§ **INSTRUCTIONS TO FOLLOW**
When you reproduce the entries below, keep each one exact and drop any pictures.

§ **EXERCISE INPUT**
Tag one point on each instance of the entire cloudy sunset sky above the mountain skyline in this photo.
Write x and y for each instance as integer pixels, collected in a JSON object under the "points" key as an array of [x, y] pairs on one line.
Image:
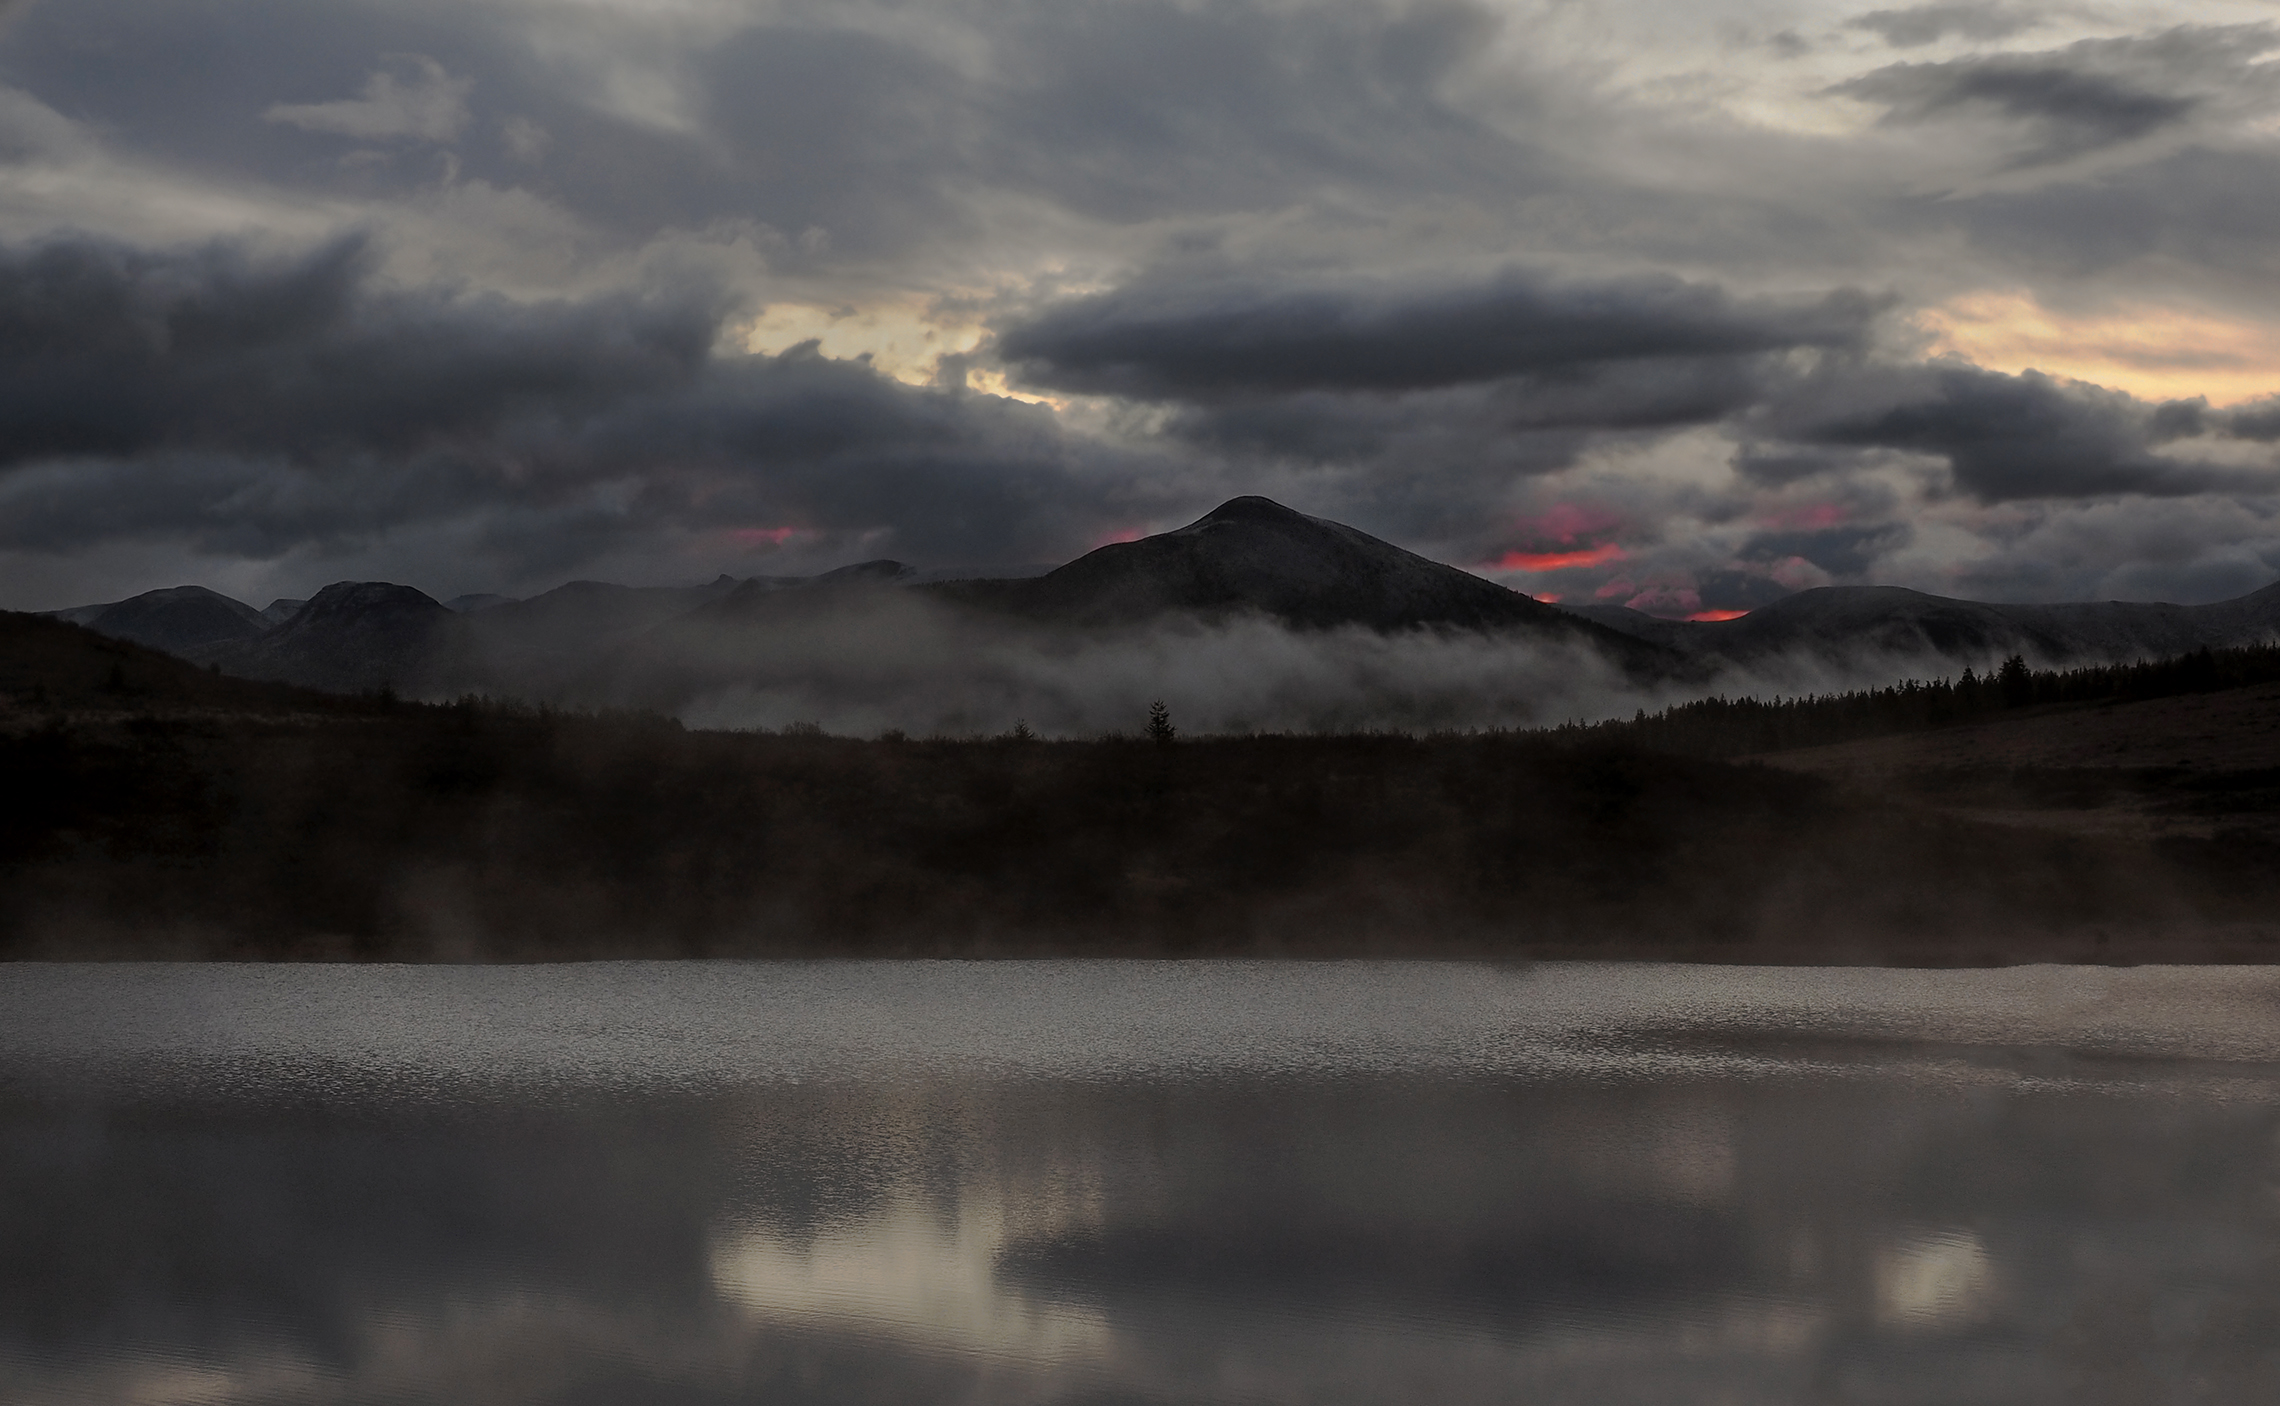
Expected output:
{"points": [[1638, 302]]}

§ **WRITTEN SOLUTION**
Tag one point on each instance of the entire cloudy sunset sky above the mountain skyline in this photo.
Write x and y for each instance as integer pixels, collected in a JSON object under the "points" key as an array of [x, y] pairs on one line.
Image:
Expected output:
{"points": [[1638, 302]]}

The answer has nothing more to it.